● **À FAIRE**
1. Répondez aux questions suivantes à partir de l'extrait sur Chabrol :
(a) À quel cinéaste Chabrol est-il comparé « dans un autre registre » ?
(b) Depuis combien de films Chabrol construit-il patiemment son mur d'enceinte ?
(c) Quelle phrase Chabrol reconnaît-il avoir prononcée à la sortie d'un film, selon une interview récente ?
2. Poursuivez l'extrait sur Chabrol à partir de sa dernière phrase.

● **BLOC DE TEXTE**

● ● ●

Je suis pourtant une afficionado du réalisateur. Il a mis au monde plusieurs chef-d'oeuvre, trois ou quatre films en demi-teinte et, probablement, a connu l'échec avec quelques longs-métrages. Il le reconnaît lui-même dans une interview récente : "Il m'est arrivé de sortir un film et de dire : c'est une merde !" Je ne serai pas aussi sévère que lui, car Chabrol est un grand cinéaste ; je suis d'ailleurs persuadée que les films auxquels il songe ici sont des films que j'aime... et je ne puis croire qu'il ait fait un film totalement raté.
Chabrol, à l'instar d'un Woody Allen dans un autre registre, fait preuve d'une constance et d'un souffle qui ne peuvent que susciter le respect.
Ce sont les briques du mur d'enceinte qu'il construit patiemment depuis 55 films. "L'ambition est de fabriquer le mur, mais je ne suis pas certain d'arriver exactement à ce que je voulais."
Et pourquoi ne pas faire le mur au lieu de l'ériger ? Ce film-ci eût été une bonne occasion.

● ● ●

● **RELEVÉ**
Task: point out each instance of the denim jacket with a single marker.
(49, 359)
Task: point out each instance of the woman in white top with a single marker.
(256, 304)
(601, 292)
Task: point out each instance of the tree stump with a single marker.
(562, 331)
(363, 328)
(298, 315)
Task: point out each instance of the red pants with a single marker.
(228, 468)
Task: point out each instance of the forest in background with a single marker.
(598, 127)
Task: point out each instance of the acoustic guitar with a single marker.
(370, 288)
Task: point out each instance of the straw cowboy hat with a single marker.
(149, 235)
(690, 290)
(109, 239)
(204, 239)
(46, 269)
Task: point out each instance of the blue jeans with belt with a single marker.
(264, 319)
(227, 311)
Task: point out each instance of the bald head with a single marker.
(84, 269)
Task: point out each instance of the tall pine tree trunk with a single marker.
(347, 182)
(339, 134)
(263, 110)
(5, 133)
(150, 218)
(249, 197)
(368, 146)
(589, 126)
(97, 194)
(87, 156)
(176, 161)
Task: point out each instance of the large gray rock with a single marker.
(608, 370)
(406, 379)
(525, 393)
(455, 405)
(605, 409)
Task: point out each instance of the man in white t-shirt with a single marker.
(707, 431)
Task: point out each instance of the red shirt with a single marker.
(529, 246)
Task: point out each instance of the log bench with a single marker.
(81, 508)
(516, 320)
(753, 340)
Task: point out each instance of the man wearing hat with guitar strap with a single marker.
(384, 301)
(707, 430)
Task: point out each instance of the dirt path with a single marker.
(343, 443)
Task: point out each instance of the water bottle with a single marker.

● ● ●

● **RÉPONSES PAR TÂCHE**
1.
(a) Woody Allen.
(b) Depuis 55 films.
(c) « Il m'est arrivé de sortir un film et de dire : c'est une merde ! »

2.
Sa constance et sa fidélité s'éprouvent d'abord par le choix de ses comédiens, que l'on retrouve souvent d'un film à l'autre
Isabelle Huppert est l'une de ces privilégiées. C'est une créature très étonnante. Elle est froide de la tête aux pieds. Elle peut s'investir dans n'importe quel rôle. Cette femme provoque en moi à la fois le dépit et l'extase, les deux en même temps. Je suis admirative par la force qu'elle dégage, par sa capacité à incarner tout entière le personnage qui lui est destiné. Je demeure cependant en retrait lorsqu'elle joue, car elle me semble à l'image de ce personnage de L'ivresse du pouvoir, à qui il manque quelque chose. Son mari lui dit cela très précisément. Il est évident qu'il parle d'un coeur. L'actrice Huppert n'émeut pas. Excès de pudeur qui la confine dans l'expression forte des sentiments les plus simples et qui la condamne à toujours les dire dans une violence sourde ? Isabelle Huppert ne s'efface jamais tout à fait devant les femmes auxquelles elle insuffle de la réalité. Là est son drame et son talent, peut-être. Dans Madame Bovary, je l'avais haïe. Elle n'avait rien de l'Emma de Flaubert. Tel n'était pas le but, il me semble.
La passion qu'elle doit vivre, à chaque fois, derrière la caméra, est fausse, se donne à ressentir comme fallacieuse, à cause de sa brutalité - sauf peut-être dans Une histoire de femmes, lorsqu'elle récite un "Je vous salue Marie" blasphématoire.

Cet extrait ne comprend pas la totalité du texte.